__QUÉ SE PIDE__
Según el texto sobre la vieja escuela, ¿a qué calle se salía por la puerta del patio chico?

__PÁGINA__
========================
Niños...





 

Éramos niños y niñas de uniforme, camisa blanca y jersey azul, pantalón gris ellos, falda de cuadros ellas, para corretear entre las paredes de unas clases en las que nos enseñaron de todo, y por cuyas ventanas se asomaba uno al patio grande, escenario de las actuaciones cada fin de curso y, más allá, al patio chico, por cuya puerta se salía a la calle Solares, que mi colegio, señores, estaba en el Realejo. Un sinfín de anécdotas curiosas, de protagonistas dispares, se sucedieron en las dependencias de la vieja escuela, a las que sólo tiene acceso la memoria, selectiva ella, y de las que no todos nos acordamos de la misma manera. Los incipientes amores, imposibles por primeros, las citas por parejas para dar un paseo por las calles del barrio, las primeras amistades, las primeras rivalidades...niñas que se "enfadaban" porque algunos decían que la más guapa de la clase era la otra, niñas de ensortijada melena, de mirada profunda; niños traviesos, desafiantes e inquietos, otros más calmados, pero todos igualados en nobleza, pasaron por el mimo aula en la que yo, novato en las cosas del barrio, me introduje por avatares de la vida para alejarme después, aunque nunca lo hice del todo, e irme a un colegio más céntrico, más próximo a mi casa, pero infinitamente más frío.
========================
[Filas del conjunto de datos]

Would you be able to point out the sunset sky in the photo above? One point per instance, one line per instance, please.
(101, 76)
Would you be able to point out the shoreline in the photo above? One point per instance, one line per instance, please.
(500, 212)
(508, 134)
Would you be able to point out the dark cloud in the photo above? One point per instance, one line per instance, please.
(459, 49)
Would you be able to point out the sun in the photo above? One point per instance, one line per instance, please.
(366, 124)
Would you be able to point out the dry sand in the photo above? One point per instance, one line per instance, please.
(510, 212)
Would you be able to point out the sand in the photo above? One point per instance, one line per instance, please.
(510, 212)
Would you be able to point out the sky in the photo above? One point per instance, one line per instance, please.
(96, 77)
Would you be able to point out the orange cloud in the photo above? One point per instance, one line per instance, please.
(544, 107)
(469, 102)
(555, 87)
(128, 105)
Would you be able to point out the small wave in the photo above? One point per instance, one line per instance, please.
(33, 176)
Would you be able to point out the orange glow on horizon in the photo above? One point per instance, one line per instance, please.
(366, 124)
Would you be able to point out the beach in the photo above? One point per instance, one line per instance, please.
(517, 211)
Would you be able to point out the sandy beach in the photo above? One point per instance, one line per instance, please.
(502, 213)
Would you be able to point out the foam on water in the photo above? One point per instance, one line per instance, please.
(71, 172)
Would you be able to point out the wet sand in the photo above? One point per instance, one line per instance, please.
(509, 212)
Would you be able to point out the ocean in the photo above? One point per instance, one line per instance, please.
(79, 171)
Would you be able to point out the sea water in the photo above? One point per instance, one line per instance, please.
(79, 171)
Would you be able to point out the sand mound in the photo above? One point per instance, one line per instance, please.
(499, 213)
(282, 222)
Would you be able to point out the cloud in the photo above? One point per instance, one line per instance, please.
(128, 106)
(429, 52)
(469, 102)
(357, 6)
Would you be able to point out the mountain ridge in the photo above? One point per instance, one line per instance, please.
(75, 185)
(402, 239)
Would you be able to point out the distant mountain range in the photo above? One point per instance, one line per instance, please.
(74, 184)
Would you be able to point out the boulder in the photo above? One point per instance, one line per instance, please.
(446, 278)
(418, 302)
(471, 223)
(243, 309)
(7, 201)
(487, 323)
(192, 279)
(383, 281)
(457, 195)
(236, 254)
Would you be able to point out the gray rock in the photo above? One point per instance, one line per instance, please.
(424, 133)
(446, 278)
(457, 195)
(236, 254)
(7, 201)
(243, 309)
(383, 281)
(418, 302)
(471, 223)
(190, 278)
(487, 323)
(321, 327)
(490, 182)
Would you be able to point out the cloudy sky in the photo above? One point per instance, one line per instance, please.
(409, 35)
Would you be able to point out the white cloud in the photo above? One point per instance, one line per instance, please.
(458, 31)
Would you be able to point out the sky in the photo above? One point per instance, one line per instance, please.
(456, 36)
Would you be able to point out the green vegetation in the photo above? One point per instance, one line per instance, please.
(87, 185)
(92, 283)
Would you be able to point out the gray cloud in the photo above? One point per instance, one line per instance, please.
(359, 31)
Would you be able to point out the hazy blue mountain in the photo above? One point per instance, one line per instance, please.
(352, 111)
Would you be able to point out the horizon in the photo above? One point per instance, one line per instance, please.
========================
__SOLUCIÓN DE LA TAREA__
A la calle Solares.